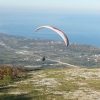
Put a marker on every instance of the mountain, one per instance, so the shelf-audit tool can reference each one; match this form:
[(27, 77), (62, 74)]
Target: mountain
[(21, 51)]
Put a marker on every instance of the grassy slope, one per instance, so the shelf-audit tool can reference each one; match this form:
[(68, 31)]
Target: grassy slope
[(56, 84)]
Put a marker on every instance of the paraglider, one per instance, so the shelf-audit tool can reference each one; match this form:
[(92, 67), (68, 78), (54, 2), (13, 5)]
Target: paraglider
[(43, 59), (57, 31)]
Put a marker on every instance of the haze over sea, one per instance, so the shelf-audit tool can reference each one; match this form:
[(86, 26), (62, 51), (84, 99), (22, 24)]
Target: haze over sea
[(80, 28)]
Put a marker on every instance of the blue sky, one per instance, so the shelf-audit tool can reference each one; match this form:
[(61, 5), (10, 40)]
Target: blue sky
[(71, 6)]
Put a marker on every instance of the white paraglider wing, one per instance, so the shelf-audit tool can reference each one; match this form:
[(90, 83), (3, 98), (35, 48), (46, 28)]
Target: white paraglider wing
[(58, 31)]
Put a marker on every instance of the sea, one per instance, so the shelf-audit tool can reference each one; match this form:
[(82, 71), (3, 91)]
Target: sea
[(79, 28)]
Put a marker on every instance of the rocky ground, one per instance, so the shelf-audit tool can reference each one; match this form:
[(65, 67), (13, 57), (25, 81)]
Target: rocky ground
[(57, 84)]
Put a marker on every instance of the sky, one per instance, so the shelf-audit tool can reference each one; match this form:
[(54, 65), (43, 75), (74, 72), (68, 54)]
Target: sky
[(70, 6), (72, 16)]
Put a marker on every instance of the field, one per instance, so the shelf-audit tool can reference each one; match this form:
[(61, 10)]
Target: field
[(55, 84)]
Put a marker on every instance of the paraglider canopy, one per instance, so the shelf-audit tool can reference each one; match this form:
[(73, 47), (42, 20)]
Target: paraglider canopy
[(65, 38), (43, 58)]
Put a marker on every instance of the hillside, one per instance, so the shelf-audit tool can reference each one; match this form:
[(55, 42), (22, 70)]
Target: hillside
[(20, 51), (55, 84)]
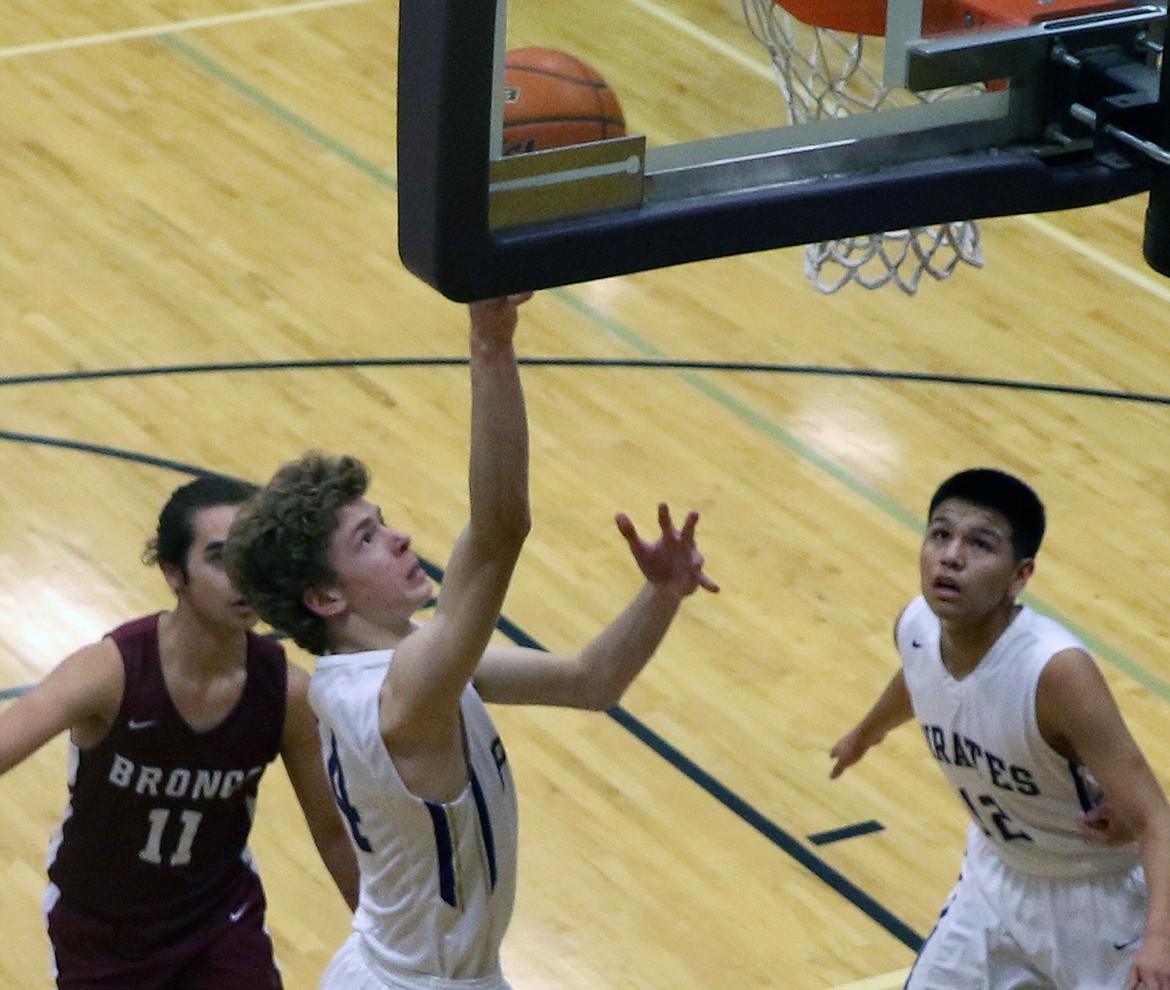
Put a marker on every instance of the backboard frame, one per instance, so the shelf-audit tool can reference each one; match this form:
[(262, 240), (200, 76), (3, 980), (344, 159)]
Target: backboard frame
[(709, 199)]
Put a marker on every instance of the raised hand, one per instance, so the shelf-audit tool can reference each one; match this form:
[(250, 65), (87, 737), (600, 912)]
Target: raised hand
[(674, 561), (495, 320)]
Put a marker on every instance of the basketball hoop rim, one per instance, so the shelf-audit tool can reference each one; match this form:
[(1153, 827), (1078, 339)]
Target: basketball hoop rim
[(852, 16)]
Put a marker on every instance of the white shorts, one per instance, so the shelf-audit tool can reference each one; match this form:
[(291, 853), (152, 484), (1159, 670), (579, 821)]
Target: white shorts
[(1002, 929), (349, 970)]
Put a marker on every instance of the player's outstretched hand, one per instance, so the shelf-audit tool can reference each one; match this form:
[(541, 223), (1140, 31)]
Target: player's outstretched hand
[(847, 751), (495, 320), (674, 561)]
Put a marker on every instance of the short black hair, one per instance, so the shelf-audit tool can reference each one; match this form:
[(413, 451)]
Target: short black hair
[(176, 531), (1007, 495)]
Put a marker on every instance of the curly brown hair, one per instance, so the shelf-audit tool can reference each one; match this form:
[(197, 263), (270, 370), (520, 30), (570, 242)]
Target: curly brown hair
[(279, 547)]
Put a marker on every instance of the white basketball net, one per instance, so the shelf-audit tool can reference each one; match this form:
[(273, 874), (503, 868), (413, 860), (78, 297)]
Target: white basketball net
[(824, 74)]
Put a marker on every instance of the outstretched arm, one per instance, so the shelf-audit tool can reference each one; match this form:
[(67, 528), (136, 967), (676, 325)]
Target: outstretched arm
[(1080, 719), (301, 753), (598, 675), (890, 710), (82, 695), (419, 707)]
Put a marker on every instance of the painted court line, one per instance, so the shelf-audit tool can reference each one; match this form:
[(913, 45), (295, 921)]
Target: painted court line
[(155, 31)]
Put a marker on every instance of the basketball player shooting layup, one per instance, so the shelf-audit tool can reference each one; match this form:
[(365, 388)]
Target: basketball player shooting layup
[(1024, 726), (172, 720), (417, 764)]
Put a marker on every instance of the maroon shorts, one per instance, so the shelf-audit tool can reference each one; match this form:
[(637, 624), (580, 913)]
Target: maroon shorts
[(224, 948)]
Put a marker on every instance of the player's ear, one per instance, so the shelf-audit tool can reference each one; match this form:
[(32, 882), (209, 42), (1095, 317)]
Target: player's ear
[(176, 576), (1023, 572), (324, 602)]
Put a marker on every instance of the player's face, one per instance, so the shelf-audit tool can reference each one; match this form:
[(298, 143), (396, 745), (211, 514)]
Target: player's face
[(969, 569), (206, 589), (380, 578)]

- [What you should do]:
Copy the records above line for line, without any changes, and leave out the pictures.

- [Correct answer]:
Put a marker on every instance of the mountain, one per instance, so the shelf-audit tool can reference each one; match this form:
[(27, 77), (62, 74)]
Target: mountain
[(21, 51)]
Put a marker on every instance of the grassy slope, one per instance, so the shelf-audit tool can reference each one; match this form:
[(68, 31)]
Target: grassy slope
[(56, 84)]
Put a marker on every instance of the paraglider, one per instance, so the shelf-audit tool can reference each one; match this form:
[(92, 67), (68, 78), (54, 2), (13, 5)]
Target: paraglider
[(43, 59), (57, 31)]
Put a marker on every instance of the haze over sea, one per instance, so the shelf-audit tool can reference each one; match this form:
[(86, 26), (62, 51), (84, 99), (22, 24)]
Target: haze over sea
[(80, 28)]
Put a marker on every instance of the blue sky, one per instance, so the shelf-audit tool can reference each one; match this form:
[(61, 5), (10, 40)]
Target: blue sky
[(71, 6)]
Put a marker on every instance of the white paraglider wing, one per instance, so the shelf-audit tool can reference each one; match this form:
[(90, 83), (3, 98), (35, 48), (46, 28)]
Target: white paraglider wing
[(58, 31)]
Put a marker on every instance of the sea, one per instance, so the shelf-audit tool can reference each one; match this form:
[(82, 71), (3, 91)]
Target: sea
[(79, 28)]
Put a marker on every instance of the rocky ground, one per instance, so the shelf-audit tool can reference each one; match this form:
[(65, 67), (13, 57), (25, 81)]
Target: rocky ground
[(57, 84)]
Put a marker on every instance of the sky, one per instance, so the shelf-audit tool can reference each one; match this form:
[(54, 65), (43, 75), (74, 72), (68, 54)]
Target: sky
[(70, 6), (72, 16)]
Put a marker on every instance of the field, one per instance, so the shelf-audit tool can reference each one; match this form:
[(61, 10)]
Target: field
[(55, 84)]
Put a marker on every instance of the paraglider canopy, one per instance, so the shelf-audit tool can reference each one; match this form:
[(73, 47), (42, 20)]
Target: paraglider canopy
[(65, 38), (43, 58)]
Put a marker on every instance of the hillside, one per instance, so the shelf-audit tool can reference each one; match this form:
[(55, 42), (22, 70)]
Target: hillside
[(20, 51), (55, 84)]
Put a marker on every instance of the backboard frame, one per instance, so the shelf-audit tool can reference each one; match this form:
[(262, 240), (200, 76), (3, 980), (344, 159)]
Target: backboard frame
[(709, 199)]
Put a marker on every instance of the raised hand, one per instance, so the shelf-audit tool can reference each one; match this form:
[(250, 65), (87, 737), (600, 912)]
Target: raised hand
[(674, 561), (495, 320)]
Put a marker on every instance of the basketball hoop rim, one per instance, so the shelf-audit tool can reference each one; match this form:
[(1153, 827), (1078, 339)]
Target: basketball hoop rim
[(852, 16)]
Put a marker on every instance of the white shorts, one per instance, so the shelf-audit tool can reference each one; match this form:
[(291, 853), (152, 484), (1159, 670), (579, 821)]
Target: white shorts
[(1002, 929), (349, 970)]
Put a marker on every instance of the player's outstretched hand, one per instance, so the shelf-audit tool can reference each one; match this form:
[(541, 223), (1140, 31)]
Target: player's outstretched hand
[(847, 751), (495, 320), (674, 561)]
Put a marker on every instance of the short black hair, one per instance, so the shelf-audit tool can reference each one; match this form:
[(413, 451)]
Target: short black hair
[(176, 531), (1007, 495)]
Put a marker on every instance of the curly brown hair, one per instance, so the shelf-audit tool can reference each one; match this form:
[(197, 263), (270, 370), (520, 30), (570, 242)]
Target: curly brown hair
[(279, 547)]
Put a marker on every instance of the white basketball net, one per instance, so the shelf-audit tool can reference each one; match this form:
[(273, 874), (503, 868), (413, 860), (78, 297)]
Target: white basketball net
[(824, 74)]
Put a marker on every instance of the outstretched arm, one per instance, so the shelf-audit tool can reference each one; match this form:
[(67, 528), (136, 967), (676, 325)]
Target: outstretched arm
[(1080, 719), (301, 753), (598, 675), (890, 710), (82, 695), (419, 707)]
Put a marker on every instance of the painted court line, one per instance, so the shelf-audit tool can reference each one; match this form:
[(913, 45), (295, 921)]
Target: painted court line
[(155, 31)]
Put a marker on every instance of the basketball player shooting layup, one per instance, so the shelf-audit tool can reference each one; match this form:
[(365, 388)]
Target: basketball player shooting layup
[(1024, 726), (172, 720), (417, 764)]
Put a marker on every instance of the maroon shorts, one per instance, so the shelf-audit tool can reference each one; match this form:
[(637, 624), (580, 913)]
Target: maroon shorts
[(224, 948)]
Put a marker on every instance of the player's ear, one per instance, so the shelf-audit tool can reference each one; match this form:
[(32, 882), (209, 42), (1095, 317)]
Target: player's ear
[(176, 576), (1023, 572), (324, 602)]
Put a marker on every instance of the player's face, one per instance, so the shelf-audit tool can reference each one; match this form:
[(298, 143), (396, 745), (211, 514)]
Target: player's face
[(969, 569), (206, 589), (380, 578)]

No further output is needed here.